■ Given problem ■
Put the records below into a numbered list, one line per number, skipping blank lines. Leave out the pictures.

(Raw records)

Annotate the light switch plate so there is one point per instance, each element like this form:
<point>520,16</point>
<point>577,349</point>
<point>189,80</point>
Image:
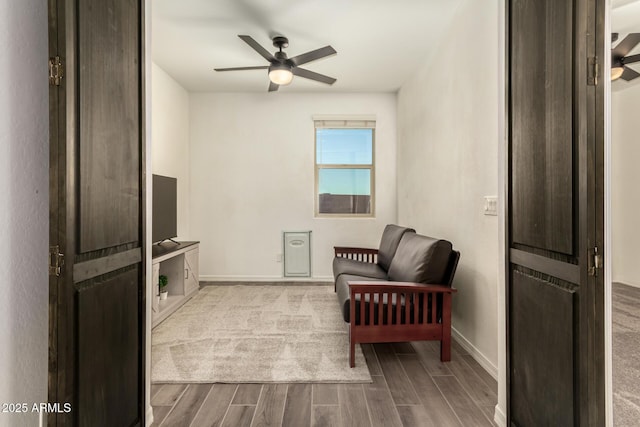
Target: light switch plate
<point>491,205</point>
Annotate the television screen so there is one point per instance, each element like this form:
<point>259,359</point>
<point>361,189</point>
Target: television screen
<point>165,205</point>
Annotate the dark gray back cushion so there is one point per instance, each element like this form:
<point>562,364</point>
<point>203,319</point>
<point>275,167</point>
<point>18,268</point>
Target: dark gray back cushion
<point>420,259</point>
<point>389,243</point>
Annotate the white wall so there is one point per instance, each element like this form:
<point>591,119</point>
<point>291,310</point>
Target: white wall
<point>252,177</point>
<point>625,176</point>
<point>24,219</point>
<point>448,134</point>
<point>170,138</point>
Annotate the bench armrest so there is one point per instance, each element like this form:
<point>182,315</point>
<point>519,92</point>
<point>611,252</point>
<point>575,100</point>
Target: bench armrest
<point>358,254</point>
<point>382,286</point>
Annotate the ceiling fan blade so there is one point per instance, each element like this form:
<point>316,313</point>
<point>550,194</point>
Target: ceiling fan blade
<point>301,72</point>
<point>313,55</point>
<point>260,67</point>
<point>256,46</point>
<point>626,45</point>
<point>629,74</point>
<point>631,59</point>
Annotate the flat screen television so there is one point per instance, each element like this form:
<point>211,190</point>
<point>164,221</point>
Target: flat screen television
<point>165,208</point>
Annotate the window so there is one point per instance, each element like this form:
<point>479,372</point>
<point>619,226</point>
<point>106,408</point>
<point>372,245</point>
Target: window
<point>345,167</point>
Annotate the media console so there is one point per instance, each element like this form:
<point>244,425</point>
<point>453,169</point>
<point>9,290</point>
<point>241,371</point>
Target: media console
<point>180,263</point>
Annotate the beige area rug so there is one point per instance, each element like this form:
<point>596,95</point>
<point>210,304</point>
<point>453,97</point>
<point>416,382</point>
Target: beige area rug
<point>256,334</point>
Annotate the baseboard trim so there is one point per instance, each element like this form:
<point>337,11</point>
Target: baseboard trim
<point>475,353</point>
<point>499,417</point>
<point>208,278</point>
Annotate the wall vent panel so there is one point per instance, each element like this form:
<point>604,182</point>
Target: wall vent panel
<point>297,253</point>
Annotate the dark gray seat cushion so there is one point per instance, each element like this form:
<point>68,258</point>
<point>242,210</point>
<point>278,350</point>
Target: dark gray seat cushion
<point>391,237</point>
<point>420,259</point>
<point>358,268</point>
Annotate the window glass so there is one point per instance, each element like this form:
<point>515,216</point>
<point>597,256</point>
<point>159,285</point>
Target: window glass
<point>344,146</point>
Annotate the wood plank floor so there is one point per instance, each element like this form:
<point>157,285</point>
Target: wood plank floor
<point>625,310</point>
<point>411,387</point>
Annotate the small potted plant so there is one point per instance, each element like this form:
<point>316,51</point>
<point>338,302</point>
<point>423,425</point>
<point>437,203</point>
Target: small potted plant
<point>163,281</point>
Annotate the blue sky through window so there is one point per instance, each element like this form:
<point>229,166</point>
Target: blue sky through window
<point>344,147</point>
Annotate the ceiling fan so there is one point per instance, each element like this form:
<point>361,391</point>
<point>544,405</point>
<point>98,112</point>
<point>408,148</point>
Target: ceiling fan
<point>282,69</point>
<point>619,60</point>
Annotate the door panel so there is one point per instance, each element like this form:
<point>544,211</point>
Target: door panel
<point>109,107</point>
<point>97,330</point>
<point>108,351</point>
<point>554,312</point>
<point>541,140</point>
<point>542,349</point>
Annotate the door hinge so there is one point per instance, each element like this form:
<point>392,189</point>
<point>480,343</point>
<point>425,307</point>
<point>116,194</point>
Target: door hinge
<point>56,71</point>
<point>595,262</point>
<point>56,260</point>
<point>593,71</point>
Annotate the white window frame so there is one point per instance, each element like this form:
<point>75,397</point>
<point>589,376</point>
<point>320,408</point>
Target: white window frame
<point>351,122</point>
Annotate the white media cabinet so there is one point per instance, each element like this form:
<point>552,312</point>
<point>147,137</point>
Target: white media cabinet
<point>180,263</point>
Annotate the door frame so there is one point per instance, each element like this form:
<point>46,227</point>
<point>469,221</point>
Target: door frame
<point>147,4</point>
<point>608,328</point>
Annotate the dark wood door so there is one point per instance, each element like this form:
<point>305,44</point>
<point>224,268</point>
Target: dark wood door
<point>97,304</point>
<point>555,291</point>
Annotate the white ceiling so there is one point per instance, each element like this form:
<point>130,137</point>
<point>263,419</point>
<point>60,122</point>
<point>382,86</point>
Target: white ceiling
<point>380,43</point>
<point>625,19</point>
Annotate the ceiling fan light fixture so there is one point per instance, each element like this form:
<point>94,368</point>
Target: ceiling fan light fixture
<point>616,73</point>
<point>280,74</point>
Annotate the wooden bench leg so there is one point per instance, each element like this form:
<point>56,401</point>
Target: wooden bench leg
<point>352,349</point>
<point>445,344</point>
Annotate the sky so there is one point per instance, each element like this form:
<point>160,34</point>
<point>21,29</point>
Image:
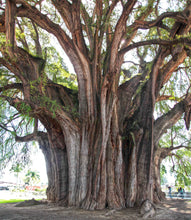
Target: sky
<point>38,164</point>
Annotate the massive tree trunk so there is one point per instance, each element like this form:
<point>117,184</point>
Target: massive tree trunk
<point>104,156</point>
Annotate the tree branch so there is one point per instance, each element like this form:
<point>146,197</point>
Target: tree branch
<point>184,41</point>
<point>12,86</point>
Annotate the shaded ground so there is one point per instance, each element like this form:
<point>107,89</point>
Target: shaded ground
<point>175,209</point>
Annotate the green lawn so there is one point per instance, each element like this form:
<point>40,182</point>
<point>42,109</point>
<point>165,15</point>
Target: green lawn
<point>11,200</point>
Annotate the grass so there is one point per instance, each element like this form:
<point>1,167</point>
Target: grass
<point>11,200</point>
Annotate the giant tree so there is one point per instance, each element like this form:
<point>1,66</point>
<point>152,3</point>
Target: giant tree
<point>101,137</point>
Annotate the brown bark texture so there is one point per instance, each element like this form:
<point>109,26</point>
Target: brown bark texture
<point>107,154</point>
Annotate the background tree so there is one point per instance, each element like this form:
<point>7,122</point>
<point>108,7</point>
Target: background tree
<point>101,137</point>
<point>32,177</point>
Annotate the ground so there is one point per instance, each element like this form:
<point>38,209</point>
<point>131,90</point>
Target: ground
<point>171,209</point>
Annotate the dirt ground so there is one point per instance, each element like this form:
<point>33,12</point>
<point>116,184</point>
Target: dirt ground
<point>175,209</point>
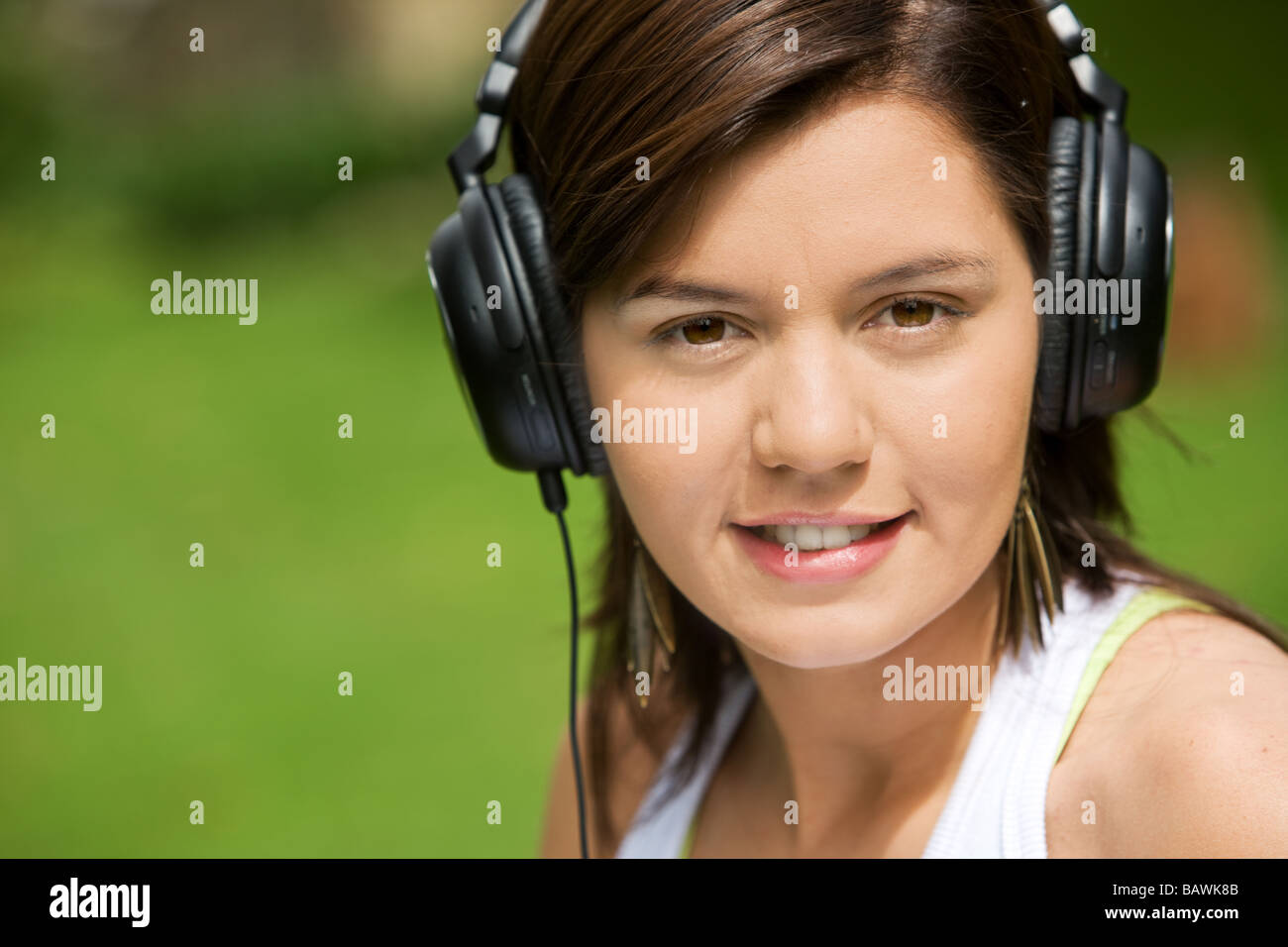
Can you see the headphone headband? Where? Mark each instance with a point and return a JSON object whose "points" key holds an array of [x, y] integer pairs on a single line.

■ Exercise result ■
1. Annotate the light switch plate so there is one point per instance, each element like this form:
2. <point>520,16</point>
3. <point>577,349</point>
4. <point>189,80</point>
5. Image:
6. Target: light switch plate
7. <point>491,205</point>
8. Annotate the television screen so there is one point per instance, each element like this form:
9. <point>259,359</point>
10. <point>361,189</point>
11. Target: television screen
12. <point>165,205</point>
13. Annotate the dark gray back cushion so there is one point per instance, each element like this form:
14. <point>562,364</point>
15. <point>203,319</point>
16. <point>275,167</point>
17. <point>18,268</point>
18. Target: dark gray back cushion
19. <point>420,259</point>
20. <point>389,243</point>
21. Annotate the white wall so there is one point per instance, each element like this form:
22. <point>591,119</point>
23. <point>291,310</point>
24. Target: white wall
25. <point>252,177</point>
26. <point>625,176</point>
27. <point>24,219</point>
28. <point>448,134</point>
29. <point>170,138</point>
30. Annotate the bench armrest so there is one point per instance, each element like this form:
31. <point>182,315</point>
32. <point>519,92</point>
33. <point>611,252</point>
34. <point>575,100</point>
35. Target: bench armrest
36. <point>358,254</point>
37. <point>382,286</point>
38. Annotate the ceiling fan blade so there is one point per instance, each element like this form:
39. <point>316,313</point>
40. <point>550,194</point>
41. Target: ceiling fan blade
42. <point>301,72</point>
43. <point>313,55</point>
44. <point>260,67</point>
45. <point>256,46</point>
46. <point>626,45</point>
47. <point>629,74</point>
48. <point>631,59</point>
49. Annotate the flat screen television so there is one point per instance, each element like this form:
50. <point>211,190</point>
51. <point>164,221</point>
52. Target: flat screen television
53. <point>165,208</point>
54. Annotate the window so there is one point per instance, each element like this form:
55. <point>479,372</point>
56. <point>619,226</point>
57. <point>106,408</point>
58. <point>372,245</point>
59. Target: window
60. <point>345,167</point>
61. Annotate the media console so there is one point per instance, each element like this form:
62. <point>244,425</point>
63. <point>453,169</point>
64. <point>9,290</point>
65. <point>241,371</point>
66. Target: media console
67. <point>180,263</point>
68. Annotate the beige area rug so there is one point per instance, each element like this form:
69. <point>596,95</point>
70. <point>210,304</point>
71. <point>453,97</point>
72. <point>416,382</point>
73. Target: beige area rug
74. <point>256,334</point>
75. Annotate the baseboard trim so there is one point per instance, each element like this form:
76. <point>337,11</point>
77. Target: baseboard trim
78. <point>475,353</point>
79. <point>499,417</point>
80. <point>208,278</point>
81. Annotate the wall vent panel so there is one point per instance, each element like this form:
82. <point>604,182</point>
83. Target: wall vent panel
84. <point>297,253</point>
85. Annotate the dark gray seat cushion so there is one point per instance, each element like this form:
86. <point>68,258</point>
87. <point>242,210</point>
88. <point>278,350</point>
89. Target: dark gray seat cushion
90. <point>391,237</point>
91. <point>420,259</point>
92. <point>358,268</point>
93. Annotate the window glass so there is one point per instance, each element like this form:
94. <point>515,216</point>
95. <point>597,256</point>
96. <point>159,285</point>
97. Target: window glass
98. <point>344,146</point>
99. Annotate the wood plank floor so there is one point per instance, each element like this form:
100. <point>157,285</point>
101. Target: wood plank floor
102. <point>625,310</point>
103. <point>411,387</point>
104. Annotate the small potted plant so there is one point per instance, each element like this form:
105. <point>316,51</point>
106. <point>338,302</point>
107. <point>423,425</point>
108. <point>437,203</point>
109. Target: small potted plant
110. <point>163,281</point>
111. Annotate the blue sky through window so there is one point per instance, each element like this form:
112. <point>229,166</point>
113. Target: blue sky through window
114. <point>344,147</point>
115. Annotate the ceiling fan so there is one point per instance, each element like this form:
116. <point>361,391</point>
117. <point>544,405</point>
118. <point>98,112</point>
119. <point>408,148</point>
120. Target: ceiling fan
121. <point>282,69</point>
122. <point>619,60</point>
123. Annotate the door panel so there is one point per instance, each element like this form:
124. <point>544,211</point>
125. Target: door panel
126. <point>109,107</point>
127. <point>97,330</point>
128. <point>108,351</point>
129. <point>554,312</point>
130. <point>541,140</point>
131. <point>542,349</point>
132. Annotate the door hinge so there is one point per instance, each element like this form:
133. <point>392,189</point>
134. <point>480,343</point>
135. <point>425,307</point>
136. <point>116,194</point>
137. Target: door hinge
138. <point>56,71</point>
139. <point>595,262</point>
140. <point>56,260</point>
141. <point>593,71</point>
142. Annotate the white window frame so there is one point per instance, each element like this form:
143. <point>75,397</point>
144. <point>589,376</point>
145. <point>320,408</point>
146. Target: white window frame
147. <point>351,122</point>
148. Annotate the white media cabinet so there is one point per instance, each element like this form:
149. <point>552,312</point>
150. <point>147,137</point>
151. Target: white media cabinet
152. <point>180,263</point>
153. Annotate the door frame so there is one point per instance, each element like this form:
154. <point>46,227</point>
155. <point>469,221</point>
156. Target: door frame
157. <point>147,4</point>
158. <point>608,328</point>
159. Annotate the dark wood door so there is one point per instance, each element like this form:
160. <point>305,44</point>
161. <point>224,268</point>
162. Target: dark wood door
163. <point>97,304</point>
164. <point>555,291</point>
165. Annotate the white ceiling so there is one point per instance, each element like this form:
166. <point>130,137</point>
167. <point>263,419</point>
168. <point>60,122</point>
169. <point>382,86</point>
170. Target: white ceiling
171. <point>380,43</point>
172. <point>625,19</point>
173. Annotate the ceiling fan light fixture so there is one point per instance, each element like this form:
174. <point>94,368</point>
175. Target: ceiling fan light fixture
176. <point>616,73</point>
177. <point>280,74</point>
178. Annotate the wooden bench leg so there is one point per instance, each element like this form:
179. <point>56,401</point>
180. Target: wooden bench leg
181. <point>352,349</point>
182. <point>445,344</point>
183. Annotate the sky so there is one point per instance, each element like this form:
184. <point>160,34</point>
185. <point>21,29</point>
186. Image:
187. Target: sky
188. <point>38,164</point>
189. Annotate the massive tree trunk so there is one point per instance, each element like this form:
190. <point>117,184</point>
191. Target: massive tree trunk
192. <point>104,156</point>
193. Annotate the tree branch so there is one point per instance, each element like this form:
194. <point>146,197</point>
195. Target: tree branch
196. <point>184,41</point>
197. <point>12,86</point>
198. Annotate the shaded ground so there is one point per instance, each element like this form:
199. <point>107,89</point>
200. Target: shaded ground
201. <point>175,209</point>
202. Annotate the green lawn so there is one point per instance, each element like this form:
203. <point>40,182</point>
204. <point>42,109</point>
205. <point>165,15</point>
206. Target: green lawn
207. <point>11,200</point>
208. Annotate the grass so there is one point per instance, each element like this form:
209. <point>1,167</point>
210. Target: grass
211. <point>11,200</point>
212. Annotate the giant tree so there is one point per instance, each element like this form:
213. <point>1,66</point>
214. <point>152,3</point>
215. Target: giant tree
216. <point>101,137</point>
217. Annotate the brown bark texture so there is one point per instance, each element like this form:
218. <point>109,26</point>
219. Target: brown bark texture
220. <point>107,154</point>
221. Annotate the background tree so there is one point per instance, each element like this form:
222. <point>7,122</point>
223. <point>108,7</point>
224. Target: background tree
225. <point>101,137</point>
226. <point>32,177</point>
227. Annotate the ground so there is one point per instance, each element like this form:
228. <point>38,209</point>
229. <point>131,90</point>
230. Target: ground
231. <point>171,209</point>
232. Annotate the dirt ground so there is one point per instance, each element like this form:
233. <point>33,12</point>
234. <point>116,184</point>
235. Target: dirt ground
236. <point>175,209</point>
237. Can you see the headphone headband? Where? Mark each instance with a point and return a JSON object whose "points" key holds an array of [x, y] integer pairs on a single line.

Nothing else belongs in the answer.